Tulis ulang seluruh baris materi di bawah ini beserta permintaannya, lalu tambahkan 114 pada setiap angka koordinat di jawaban tanpa mengubah permintaan maupun contoh formatnya. Jangan sertakan gambar dalam jawaban.

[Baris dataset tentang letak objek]
------------------------

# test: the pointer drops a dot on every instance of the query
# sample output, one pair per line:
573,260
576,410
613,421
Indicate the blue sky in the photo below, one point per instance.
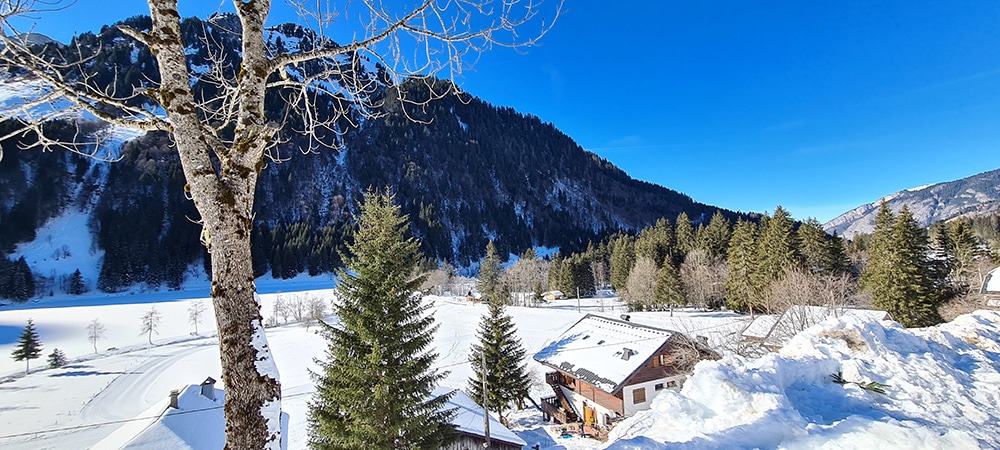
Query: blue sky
818,106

------------------------

JAWABAN LATIHAN >>
# test: the pointer drops a dot on every instance of the query
# sample output, one pair per line:
573,260
576,410
613,421
Indicate the blue sky in the photo below, one point per instance.
Query: blue sky
932,220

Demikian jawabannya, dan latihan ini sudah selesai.